YOUR INSTRUCTIONS:
Transcribe the entries that follow, word for word.

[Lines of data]
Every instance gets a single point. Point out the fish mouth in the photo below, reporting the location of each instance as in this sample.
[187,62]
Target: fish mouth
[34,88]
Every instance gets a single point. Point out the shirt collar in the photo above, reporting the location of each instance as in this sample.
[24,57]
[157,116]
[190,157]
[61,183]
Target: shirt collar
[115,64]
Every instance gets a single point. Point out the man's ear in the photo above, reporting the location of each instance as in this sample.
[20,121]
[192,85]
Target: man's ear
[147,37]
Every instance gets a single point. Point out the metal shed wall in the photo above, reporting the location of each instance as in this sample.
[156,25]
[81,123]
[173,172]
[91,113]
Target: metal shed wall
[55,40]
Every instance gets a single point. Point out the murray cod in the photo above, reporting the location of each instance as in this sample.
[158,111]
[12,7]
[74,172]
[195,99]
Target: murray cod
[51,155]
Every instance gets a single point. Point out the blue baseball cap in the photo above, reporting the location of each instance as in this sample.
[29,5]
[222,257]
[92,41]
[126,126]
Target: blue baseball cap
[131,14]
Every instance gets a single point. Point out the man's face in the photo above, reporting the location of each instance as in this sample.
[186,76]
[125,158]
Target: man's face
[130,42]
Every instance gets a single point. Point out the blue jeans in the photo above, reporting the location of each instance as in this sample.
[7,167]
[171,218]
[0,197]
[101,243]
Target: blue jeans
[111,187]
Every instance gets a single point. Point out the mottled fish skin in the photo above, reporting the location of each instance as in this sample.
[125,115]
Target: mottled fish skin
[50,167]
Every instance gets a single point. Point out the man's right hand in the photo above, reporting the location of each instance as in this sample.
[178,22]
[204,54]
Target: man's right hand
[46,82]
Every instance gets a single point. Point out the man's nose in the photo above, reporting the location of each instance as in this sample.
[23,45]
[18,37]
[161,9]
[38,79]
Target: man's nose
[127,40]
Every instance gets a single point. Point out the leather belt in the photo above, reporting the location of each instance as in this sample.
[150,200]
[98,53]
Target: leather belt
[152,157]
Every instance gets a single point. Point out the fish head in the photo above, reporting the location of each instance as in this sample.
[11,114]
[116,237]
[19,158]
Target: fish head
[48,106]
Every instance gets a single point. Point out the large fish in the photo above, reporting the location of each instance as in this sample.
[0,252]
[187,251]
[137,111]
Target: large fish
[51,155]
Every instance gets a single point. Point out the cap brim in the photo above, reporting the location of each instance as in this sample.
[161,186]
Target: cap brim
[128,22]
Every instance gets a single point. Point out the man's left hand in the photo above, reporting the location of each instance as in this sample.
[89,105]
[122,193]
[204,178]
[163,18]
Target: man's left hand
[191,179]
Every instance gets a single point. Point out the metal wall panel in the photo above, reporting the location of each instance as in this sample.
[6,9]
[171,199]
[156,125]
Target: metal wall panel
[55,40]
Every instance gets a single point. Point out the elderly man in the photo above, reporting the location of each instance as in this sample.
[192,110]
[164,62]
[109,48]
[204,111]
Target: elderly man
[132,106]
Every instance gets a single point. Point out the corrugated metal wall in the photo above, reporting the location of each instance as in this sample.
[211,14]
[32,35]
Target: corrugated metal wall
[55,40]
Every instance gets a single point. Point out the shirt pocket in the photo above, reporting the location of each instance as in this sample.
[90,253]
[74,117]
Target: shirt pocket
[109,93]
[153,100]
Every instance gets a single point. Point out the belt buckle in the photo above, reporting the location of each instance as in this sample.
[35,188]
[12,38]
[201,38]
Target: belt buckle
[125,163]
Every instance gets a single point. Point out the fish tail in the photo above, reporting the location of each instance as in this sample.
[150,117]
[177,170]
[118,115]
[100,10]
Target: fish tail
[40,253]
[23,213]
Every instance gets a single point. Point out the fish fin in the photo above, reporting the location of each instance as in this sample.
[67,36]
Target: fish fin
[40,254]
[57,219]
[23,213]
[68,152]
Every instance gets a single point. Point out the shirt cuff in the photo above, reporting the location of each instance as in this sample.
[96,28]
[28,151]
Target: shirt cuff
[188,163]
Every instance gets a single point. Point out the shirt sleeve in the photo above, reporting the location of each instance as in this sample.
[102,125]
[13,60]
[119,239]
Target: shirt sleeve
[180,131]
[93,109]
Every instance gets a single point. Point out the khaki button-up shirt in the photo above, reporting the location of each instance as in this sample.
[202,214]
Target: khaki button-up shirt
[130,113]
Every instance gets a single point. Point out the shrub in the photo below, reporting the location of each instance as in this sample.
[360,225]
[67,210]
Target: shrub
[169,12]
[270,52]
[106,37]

WRITTEN ANSWER:
Every instance gets a single point. Point out the fish mouth in the photo below, reporting the location of each instance as in this sample.
[187,62]
Target: fish mouth
[34,88]
Every instance gets a single point. Point out the shirt collar in the photo above, reporting the location of each instance as in this sample.
[24,57]
[157,116]
[190,157]
[61,183]
Target: shirt collar
[115,64]
Every instance gets a single point. Point out the man's ear in the photo above, reporting the location of each instance as in this sample.
[20,121]
[192,85]
Target: man's ear
[147,37]
Every instance gets a single point. Point out the metal shed wall in the photo above, reporting the location of each instance as in this sample.
[156,25]
[81,123]
[173,172]
[91,113]
Target: metal shed wall
[55,40]
Every instance gets a single point. Point out the murray cod in the photo above, reporting the location of each instance as in this sample.
[158,111]
[12,7]
[74,172]
[195,99]
Target: murray cod
[51,155]
Every instance gets a single point. Point out the blue baseball cap in the photo above, reporting the location of each instance as in this sample.
[29,5]
[222,257]
[92,41]
[126,126]
Target: blue baseball cap
[131,14]
Every instance gets a single point. Point out the man's face in the photo above, reporting the location of each instance as in this sample.
[186,76]
[125,158]
Target: man's face
[130,42]
Every instance gets a single point. Point out the blue jeans in the photo above, reporting the location of each instance as in this sample.
[7,167]
[171,218]
[0,197]
[101,243]
Target: blue jeans
[111,187]
Every instance gets a single point. Point out the mottled fish skin in the photo above, reporting the location of each instance as in this sample.
[125,115]
Target: mottled fish skin
[50,167]
Every instance gets a single point. Point out the man's right hand in the photo above, reporting the location of each instance as in this sample.
[178,22]
[204,54]
Target: man's right hand
[46,82]
Every instance gets a single point. Point out the man's nose in the photo above, reporting the location of each instance as in this sample.
[23,45]
[18,37]
[161,9]
[38,79]
Target: man's nose
[127,40]
Every instance gets a single point. Point out the leather belt in the photo above, reporting the location of each instance as in this sample.
[150,200]
[98,53]
Target: leather belt
[152,157]
Every instance gets a single point. Point out the fish head in the photo above, reporting the location of each instance as in this sample.
[11,114]
[116,237]
[19,158]
Target: fish head
[48,106]
Every instance gets a single point. Point out the large fish in the photo above, reporting the location of each instance as in this sample.
[0,252]
[187,251]
[137,111]
Target: large fish
[51,155]
Every instance gets a single point. Point out the cap brim in the photo above, reporting the location of each instance as in this sample.
[161,186]
Target: cap brim
[128,22]
Every instance gets a single point. Point out the man's left hand in the photo above, reporting the location of each instance as in this sample.
[89,105]
[122,193]
[204,178]
[163,18]
Target: man's left hand
[191,179]
Every instance gets a single point. Point out the metal wall panel in the photo above, reporting the location of each instance as in this sample.
[6,9]
[171,199]
[156,125]
Target: metal wall panel
[55,40]
Every instance gets a single point. Point out the elderly man in the photo above, reporting the location of each instance as in this sample.
[192,110]
[164,62]
[109,48]
[204,111]
Target: elderly man
[132,106]
Every instance gets a single point. Point out the corrugated metal wall in the photo above, reporting the location of each instance as in this sample.
[211,14]
[32,35]
Target: corrugated metal wall
[55,40]
Every instance gets a single point. Point out the shirt pocket in the photo above, reporting the location of each instance as in this sample.
[90,253]
[74,117]
Target: shirt pocket
[109,93]
[153,100]
Every instance gets a single point. Point out the belt buckle in the photo above, reporting the location of each instance as in this sample.
[35,188]
[12,38]
[201,38]
Target: belt buckle
[125,163]
Every instance gets a single point. Point out the fish tail in the photo above, reporting the location of each instance as in this sample.
[150,117]
[177,170]
[118,115]
[100,10]
Target: fish tail
[40,253]
[23,213]
Every instance gets a single point. Point out the fish fin in the photo above, reporting the location of each instance as in this sample.
[67,36]
Target: fish fin
[40,254]
[57,219]
[23,213]
[68,152]
Every instance gets a single point. Point out the shirt cuff in the photo above, reporting the location of each instance as in this sample.
[96,28]
[28,151]
Target: shirt cuff
[188,163]
Every instance gets a single point. Point out the shirt sleeve in the photo above, reporting the location of each instance as in this sample.
[102,125]
[13,60]
[119,239]
Target: shirt sleeve
[180,131]
[93,109]
Every instance gets a single point. Point out the khaki button-up shirt in the photo above, reporting the location of each instance as in this sample.
[202,214]
Target: khaki button-up shirt
[130,113]
Every instance gets a single point. Point out the shrub in the photo below, reporting the location of each instance as in this sample.
[360,225]
[67,210]
Target: shrub
[169,12]
[270,52]
[106,37]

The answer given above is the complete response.